• **REQUIREMENTS**
Can you output every line of the entries below verbatim, with the pictures left out?

─── EXERCISE INPUT ───

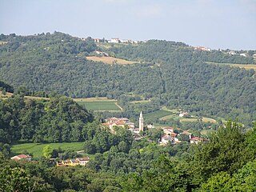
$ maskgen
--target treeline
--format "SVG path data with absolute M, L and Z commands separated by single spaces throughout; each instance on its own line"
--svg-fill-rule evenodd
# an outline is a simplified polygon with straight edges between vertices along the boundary
M 194 50 L 184 43 L 166 40 L 150 40 L 138 46 L 123 46 L 110 47 L 107 50 L 117 57 L 146 62 L 171 62 L 178 55 L 180 64 L 182 59 L 192 63 L 196 62 L 213 62 L 220 63 L 254 64 L 254 58 L 231 55 L 219 50 L 202 51 Z
M 238 118 L 246 126 L 255 117 L 255 72 L 204 63 L 252 63 L 251 57 L 150 40 L 103 50 L 141 64 L 106 65 L 85 58 L 100 49 L 90 38 L 82 41 L 57 32 L 0 38 L 7 42 L 0 46 L 0 78 L 15 89 L 26 85 L 46 95 L 55 91 L 72 98 L 117 98 L 130 117 L 138 115 L 139 108 L 150 112 L 162 106 L 182 107 L 201 116 Z M 130 104 L 128 93 L 153 102 Z
M 82 132 L 93 116 L 71 98 L 24 99 L 20 95 L 0 100 L 0 142 L 84 141 Z
M 146 140 L 97 153 L 85 167 L 0 161 L 3 191 L 255 191 L 256 126 L 228 122 L 209 142 L 162 147 Z M 174 158 L 174 155 L 176 157 Z M 178 155 L 178 156 L 177 156 Z M 179 158 L 178 158 L 179 157 Z M 14 182 L 15 181 L 15 182 Z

───

• **RESULT BELOW**
$ maskgen
--target treeline
--format "SVG path data with absolute M, L and Z commands separated by single spaces throughout; each instance on its own line"
--svg-fill-rule evenodd
# an outline is a simplified polygon with straight edges between vertices along the boundary
M 194 50 L 184 43 L 166 40 L 150 40 L 138 46 L 123 46 L 110 47 L 107 50 L 117 57 L 146 62 L 171 62 L 178 55 L 180 64 L 182 59 L 192 63 L 196 62 L 213 62 L 220 63 L 254 64 L 254 58 L 231 55 L 219 50 L 202 51 Z
M 238 118 L 246 126 L 255 117 L 255 72 L 204 63 L 252 63 L 251 57 L 150 40 L 103 50 L 141 64 L 106 65 L 85 58 L 100 49 L 90 38 L 82 41 L 57 32 L 0 38 L 7 42 L 0 46 L 0 78 L 15 89 L 26 85 L 46 95 L 55 91 L 72 98 L 117 98 L 130 117 L 138 115 L 139 108 L 150 112 L 162 106 L 182 107 L 201 116 Z M 130 104 L 128 93 L 153 102 Z
M 82 132 L 93 116 L 71 98 L 24 99 L 20 95 L 0 100 L 0 142 L 84 141 Z
M 146 140 L 97 153 L 85 167 L 0 161 L 3 191 L 255 191 L 256 126 L 228 122 L 209 142 L 162 147 Z M 174 158 L 174 155 L 176 157 Z M 178 155 L 178 156 L 177 156 Z M 179 158 L 178 158 L 179 157 Z M 14 182 L 15 181 L 15 182 Z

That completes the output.